_Material for this exercise_:
────────

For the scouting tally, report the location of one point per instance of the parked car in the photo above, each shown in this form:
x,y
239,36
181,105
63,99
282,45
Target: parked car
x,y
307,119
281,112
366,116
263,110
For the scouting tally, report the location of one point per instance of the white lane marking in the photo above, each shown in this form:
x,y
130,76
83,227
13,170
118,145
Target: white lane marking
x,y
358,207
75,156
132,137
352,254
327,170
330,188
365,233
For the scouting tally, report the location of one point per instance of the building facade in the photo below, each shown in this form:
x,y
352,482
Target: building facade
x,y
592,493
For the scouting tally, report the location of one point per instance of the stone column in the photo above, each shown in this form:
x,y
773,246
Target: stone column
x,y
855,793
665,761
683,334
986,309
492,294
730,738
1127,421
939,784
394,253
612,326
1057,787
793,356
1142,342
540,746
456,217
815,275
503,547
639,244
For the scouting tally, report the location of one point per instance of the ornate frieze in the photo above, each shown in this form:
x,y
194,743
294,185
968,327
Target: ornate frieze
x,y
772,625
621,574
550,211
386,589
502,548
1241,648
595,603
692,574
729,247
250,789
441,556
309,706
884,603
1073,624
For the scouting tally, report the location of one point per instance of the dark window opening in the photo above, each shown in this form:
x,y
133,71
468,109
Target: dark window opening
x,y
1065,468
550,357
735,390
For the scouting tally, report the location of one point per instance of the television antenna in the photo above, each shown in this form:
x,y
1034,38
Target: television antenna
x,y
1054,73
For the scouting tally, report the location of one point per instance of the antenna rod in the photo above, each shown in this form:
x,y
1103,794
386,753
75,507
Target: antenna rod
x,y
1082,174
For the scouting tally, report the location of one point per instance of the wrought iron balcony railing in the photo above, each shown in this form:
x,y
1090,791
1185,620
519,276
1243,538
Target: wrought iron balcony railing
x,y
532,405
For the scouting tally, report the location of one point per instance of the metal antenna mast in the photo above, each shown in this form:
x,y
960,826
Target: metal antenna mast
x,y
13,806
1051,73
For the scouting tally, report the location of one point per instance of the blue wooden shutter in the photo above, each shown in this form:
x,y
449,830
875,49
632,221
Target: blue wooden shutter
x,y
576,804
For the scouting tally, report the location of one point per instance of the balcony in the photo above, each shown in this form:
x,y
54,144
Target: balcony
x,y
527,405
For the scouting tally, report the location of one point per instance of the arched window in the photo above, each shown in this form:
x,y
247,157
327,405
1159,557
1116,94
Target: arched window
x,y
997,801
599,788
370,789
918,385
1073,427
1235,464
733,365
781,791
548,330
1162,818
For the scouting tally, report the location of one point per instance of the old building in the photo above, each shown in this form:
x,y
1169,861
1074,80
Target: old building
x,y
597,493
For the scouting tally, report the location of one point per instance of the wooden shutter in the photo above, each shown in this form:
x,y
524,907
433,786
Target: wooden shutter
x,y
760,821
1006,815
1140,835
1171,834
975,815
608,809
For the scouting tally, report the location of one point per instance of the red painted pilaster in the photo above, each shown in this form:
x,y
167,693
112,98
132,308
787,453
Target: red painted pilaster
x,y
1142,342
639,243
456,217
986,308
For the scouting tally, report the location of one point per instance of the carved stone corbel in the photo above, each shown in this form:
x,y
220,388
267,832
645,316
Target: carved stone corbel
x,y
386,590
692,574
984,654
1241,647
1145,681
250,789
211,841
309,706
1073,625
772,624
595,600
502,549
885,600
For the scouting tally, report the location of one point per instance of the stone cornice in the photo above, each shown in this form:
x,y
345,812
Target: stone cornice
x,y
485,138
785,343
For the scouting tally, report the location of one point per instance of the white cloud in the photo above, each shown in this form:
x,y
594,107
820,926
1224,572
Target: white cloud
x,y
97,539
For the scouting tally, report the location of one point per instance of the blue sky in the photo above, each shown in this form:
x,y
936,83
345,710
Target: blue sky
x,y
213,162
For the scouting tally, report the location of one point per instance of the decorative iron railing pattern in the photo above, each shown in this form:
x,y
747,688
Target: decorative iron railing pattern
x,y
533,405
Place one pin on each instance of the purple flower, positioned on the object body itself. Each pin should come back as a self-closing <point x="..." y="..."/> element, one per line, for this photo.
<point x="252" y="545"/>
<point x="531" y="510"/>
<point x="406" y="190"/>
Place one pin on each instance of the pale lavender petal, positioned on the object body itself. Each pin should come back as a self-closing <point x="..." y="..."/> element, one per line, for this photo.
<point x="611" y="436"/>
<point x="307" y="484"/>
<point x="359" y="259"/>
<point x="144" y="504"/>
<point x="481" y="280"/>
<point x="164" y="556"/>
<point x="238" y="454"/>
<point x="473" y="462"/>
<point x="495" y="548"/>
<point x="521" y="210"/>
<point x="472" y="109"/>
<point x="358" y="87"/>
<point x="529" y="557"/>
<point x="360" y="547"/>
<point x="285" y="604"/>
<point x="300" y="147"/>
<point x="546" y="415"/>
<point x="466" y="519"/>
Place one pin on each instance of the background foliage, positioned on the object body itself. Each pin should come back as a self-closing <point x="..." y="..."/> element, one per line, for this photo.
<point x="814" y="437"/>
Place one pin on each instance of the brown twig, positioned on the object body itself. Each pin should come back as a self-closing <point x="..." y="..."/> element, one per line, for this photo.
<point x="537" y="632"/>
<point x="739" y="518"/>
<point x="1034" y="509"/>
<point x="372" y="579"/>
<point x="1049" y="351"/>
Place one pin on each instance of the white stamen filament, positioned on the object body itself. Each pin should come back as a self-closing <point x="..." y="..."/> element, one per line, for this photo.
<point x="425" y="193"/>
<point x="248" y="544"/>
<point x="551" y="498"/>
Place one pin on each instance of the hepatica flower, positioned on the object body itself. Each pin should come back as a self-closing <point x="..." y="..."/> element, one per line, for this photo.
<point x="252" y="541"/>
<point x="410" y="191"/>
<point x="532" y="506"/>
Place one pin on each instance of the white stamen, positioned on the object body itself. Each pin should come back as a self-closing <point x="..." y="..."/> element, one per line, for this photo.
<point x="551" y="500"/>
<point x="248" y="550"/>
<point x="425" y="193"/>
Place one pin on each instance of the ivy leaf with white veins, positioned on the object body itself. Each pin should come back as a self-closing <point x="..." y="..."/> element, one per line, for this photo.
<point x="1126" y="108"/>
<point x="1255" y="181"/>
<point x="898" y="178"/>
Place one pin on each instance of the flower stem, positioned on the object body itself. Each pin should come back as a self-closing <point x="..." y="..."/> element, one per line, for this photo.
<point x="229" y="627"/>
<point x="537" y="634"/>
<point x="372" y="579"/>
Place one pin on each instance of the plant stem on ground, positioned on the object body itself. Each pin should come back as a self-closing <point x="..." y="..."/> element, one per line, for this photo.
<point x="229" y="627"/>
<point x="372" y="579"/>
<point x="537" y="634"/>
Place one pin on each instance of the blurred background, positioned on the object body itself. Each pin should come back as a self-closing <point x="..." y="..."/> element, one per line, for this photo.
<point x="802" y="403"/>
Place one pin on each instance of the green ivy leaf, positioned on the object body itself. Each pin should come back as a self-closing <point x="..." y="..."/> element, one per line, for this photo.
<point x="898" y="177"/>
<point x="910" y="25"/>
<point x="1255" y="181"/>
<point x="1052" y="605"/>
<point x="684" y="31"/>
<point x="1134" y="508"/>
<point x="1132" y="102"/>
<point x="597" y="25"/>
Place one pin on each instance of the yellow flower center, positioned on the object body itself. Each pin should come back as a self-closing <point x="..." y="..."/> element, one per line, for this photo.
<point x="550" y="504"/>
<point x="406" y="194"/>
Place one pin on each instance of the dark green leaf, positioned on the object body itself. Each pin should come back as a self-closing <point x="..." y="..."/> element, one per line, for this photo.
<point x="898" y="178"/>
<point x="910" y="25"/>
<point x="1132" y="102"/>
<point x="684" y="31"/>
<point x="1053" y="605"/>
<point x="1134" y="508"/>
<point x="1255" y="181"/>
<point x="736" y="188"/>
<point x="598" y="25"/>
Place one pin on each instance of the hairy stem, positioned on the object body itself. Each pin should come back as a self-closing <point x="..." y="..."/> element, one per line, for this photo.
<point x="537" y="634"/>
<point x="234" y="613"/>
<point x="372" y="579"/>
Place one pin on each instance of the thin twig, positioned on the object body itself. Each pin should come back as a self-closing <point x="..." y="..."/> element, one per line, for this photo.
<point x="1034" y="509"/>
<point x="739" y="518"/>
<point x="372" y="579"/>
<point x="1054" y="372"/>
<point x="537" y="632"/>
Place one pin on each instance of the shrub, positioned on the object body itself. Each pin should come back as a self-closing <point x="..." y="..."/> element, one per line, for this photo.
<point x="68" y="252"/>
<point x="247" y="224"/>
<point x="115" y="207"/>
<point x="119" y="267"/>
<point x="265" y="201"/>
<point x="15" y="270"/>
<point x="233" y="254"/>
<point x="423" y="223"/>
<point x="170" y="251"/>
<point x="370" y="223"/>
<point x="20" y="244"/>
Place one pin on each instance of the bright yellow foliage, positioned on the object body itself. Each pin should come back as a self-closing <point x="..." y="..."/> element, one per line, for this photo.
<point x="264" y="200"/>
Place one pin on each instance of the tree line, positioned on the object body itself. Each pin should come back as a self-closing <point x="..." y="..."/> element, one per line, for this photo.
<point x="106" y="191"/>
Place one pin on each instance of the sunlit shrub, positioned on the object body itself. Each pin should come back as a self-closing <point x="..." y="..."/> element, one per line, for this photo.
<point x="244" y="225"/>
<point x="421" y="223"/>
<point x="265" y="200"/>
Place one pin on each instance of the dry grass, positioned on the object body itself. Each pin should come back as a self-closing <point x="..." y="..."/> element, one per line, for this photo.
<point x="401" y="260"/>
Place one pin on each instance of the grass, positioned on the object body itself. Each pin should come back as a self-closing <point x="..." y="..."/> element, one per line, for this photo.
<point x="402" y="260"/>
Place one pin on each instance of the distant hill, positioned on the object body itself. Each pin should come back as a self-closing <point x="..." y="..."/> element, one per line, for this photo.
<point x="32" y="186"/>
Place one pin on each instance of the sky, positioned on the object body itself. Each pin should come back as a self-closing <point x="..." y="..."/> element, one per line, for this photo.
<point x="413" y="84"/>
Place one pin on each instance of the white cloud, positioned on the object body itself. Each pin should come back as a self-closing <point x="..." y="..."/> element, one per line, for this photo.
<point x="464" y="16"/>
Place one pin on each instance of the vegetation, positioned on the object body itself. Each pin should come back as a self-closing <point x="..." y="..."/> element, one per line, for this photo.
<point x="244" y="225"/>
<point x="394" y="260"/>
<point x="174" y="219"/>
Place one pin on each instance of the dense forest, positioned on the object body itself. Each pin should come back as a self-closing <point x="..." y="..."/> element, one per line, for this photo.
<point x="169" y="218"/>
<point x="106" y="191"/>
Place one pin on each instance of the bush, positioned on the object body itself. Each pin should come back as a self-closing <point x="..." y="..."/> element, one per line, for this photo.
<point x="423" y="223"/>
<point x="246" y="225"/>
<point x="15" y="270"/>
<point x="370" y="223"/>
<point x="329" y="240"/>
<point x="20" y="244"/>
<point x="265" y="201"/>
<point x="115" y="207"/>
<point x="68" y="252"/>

────────

_What to produce_: Using the material above, print word for word the lines from the one holding "Place one pin on each instance of the dense" through the last line.

_Reply to the exercise_:
Place one pin on each instance of the dense forest, positioned on the object body itself. Each pin should come back as a self-closing <point x="..." y="..."/> element, one per line, for this photo.
<point x="169" y="218"/>
<point x="106" y="191"/>
Place one pin on each instance of the bush, positioned on the object body itself. Each pin should come back as a self-closing <point x="..." y="..."/> element, one per line, for this photo.
<point x="423" y="223"/>
<point x="246" y="225"/>
<point x="15" y="270"/>
<point x="370" y="223"/>
<point x="329" y="240"/>
<point x="20" y="244"/>
<point x="265" y="201"/>
<point x="115" y="207"/>
<point x="68" y="252"/>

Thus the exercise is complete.